■ DATA EXCERPTS
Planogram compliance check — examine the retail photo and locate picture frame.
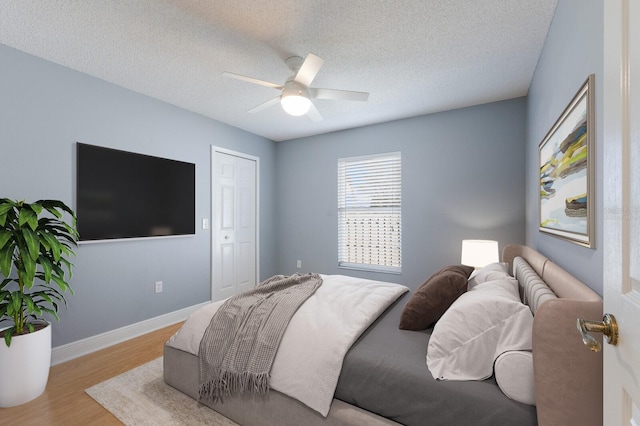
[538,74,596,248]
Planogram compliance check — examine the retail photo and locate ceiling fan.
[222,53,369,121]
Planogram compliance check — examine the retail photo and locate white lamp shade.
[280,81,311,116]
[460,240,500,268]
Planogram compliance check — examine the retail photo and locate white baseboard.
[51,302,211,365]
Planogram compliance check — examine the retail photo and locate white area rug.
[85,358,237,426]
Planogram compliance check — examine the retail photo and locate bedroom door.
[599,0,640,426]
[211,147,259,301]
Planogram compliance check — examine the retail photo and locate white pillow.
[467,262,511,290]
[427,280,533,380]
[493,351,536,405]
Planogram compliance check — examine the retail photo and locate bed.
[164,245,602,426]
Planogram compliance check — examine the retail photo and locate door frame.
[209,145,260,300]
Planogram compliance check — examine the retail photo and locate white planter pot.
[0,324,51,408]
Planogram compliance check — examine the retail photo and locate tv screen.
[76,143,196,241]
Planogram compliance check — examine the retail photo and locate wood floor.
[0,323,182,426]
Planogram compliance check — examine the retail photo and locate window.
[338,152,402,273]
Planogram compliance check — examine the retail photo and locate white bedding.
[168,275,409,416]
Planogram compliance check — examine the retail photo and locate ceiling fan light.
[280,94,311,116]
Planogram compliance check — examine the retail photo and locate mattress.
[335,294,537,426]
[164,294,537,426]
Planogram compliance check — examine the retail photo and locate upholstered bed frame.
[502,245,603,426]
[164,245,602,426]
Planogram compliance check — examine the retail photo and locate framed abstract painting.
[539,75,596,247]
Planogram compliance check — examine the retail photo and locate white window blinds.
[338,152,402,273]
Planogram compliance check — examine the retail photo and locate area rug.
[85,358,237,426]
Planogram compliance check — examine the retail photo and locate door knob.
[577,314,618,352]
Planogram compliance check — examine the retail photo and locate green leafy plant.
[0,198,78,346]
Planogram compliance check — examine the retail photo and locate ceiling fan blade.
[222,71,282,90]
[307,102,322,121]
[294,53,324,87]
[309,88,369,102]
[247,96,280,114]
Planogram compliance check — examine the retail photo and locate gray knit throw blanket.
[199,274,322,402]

■ YOUR OBJECTIVE
Please return every line of the listing above word for word, omitting the picture.

■ SOLUTION FOR THIS PROBLEM
Planogram compliance check — examine the retail photo and locate picture frame.
[538,74,596,248]
Planogram compliance check — examine the retail photo and locate ceiling fan.
[222,53,369,121]
Planogram compliance check — examine the retail photo and locate white lamp shade.
[280,81,311,116]
[460,240,500,268]
Planogram compliance check — examine the retail photo and locate white baseboard.
[51,302,211,365]
Planogram compliance check — examine the retail photo and locate white area rug.
[85,358,237,426]
Planogram compliance check — examine the retail photo and locate bedroom door.
[599,0,640,426]
[211,147,259,301]
Planogram compliance check — examine the retail photo and locate white pillow.
[467,262,511,290]
[427,280,533,380]
[493,351,536,405]
Planogram compliance check — examine the retail photo and locate bed.
[164,245,602,426]
Planogram compliance check — examine the retail photo and locate door frame.
[209,145,260,300]
Planogram compliance check — examine the retail photo and locate white planter pot.
[0,324,51,408]
Planogram compliance check — examine the retail photo and locate tv screen.
[76,143,196,241]
Planogram compliance check — examine the retail photo and locate wood floor.
[0,323,182,426]
Planogram compliance check — examine the retail photo and locate window.
[338,152,402,273]
Planogram compliance check — examine the retail photo and locate white bedding.
[168,275,409,416]
Planogram compliance check — examine the retail photo and locate ceiling fan light.
[280,94,311,116]
Planogram compliance check — examine the retail photo and locate mattress.
[335,294,537,426]
[164,294,537,426]
Planogram compliance check — examine the retail photo and locate upholstered bed frame.
[502,245,603,426]
[164,245,602,426]
Planogram compliance check — examine the retail photo and locate framed abstract painting.
[539,75,596,247]
Planogram compliance check — examine the retail photo and locate white window blinds.
[338,152,402,273]
Planogram compliance check — examine the retail photo and locate area rug.
[85,358,237,426]
Planogram compliance check — examine the retail photo and locate door knob.
[577,314,618,352]
Planogram compliance check — examine the retail photo and locate green leafy plant.
[0,198,78,346]
Planogram compliance check — examine the retail photo and locate ceiling fan blade.
[222,71,282,90]
[307,102,322,121]
[294,53,324,87]
[309,88,369,102]
[247,96,280,114]
Planogram compliance check — examine the retail photo and locate gray knit throw blanket.
[199,274,322,402]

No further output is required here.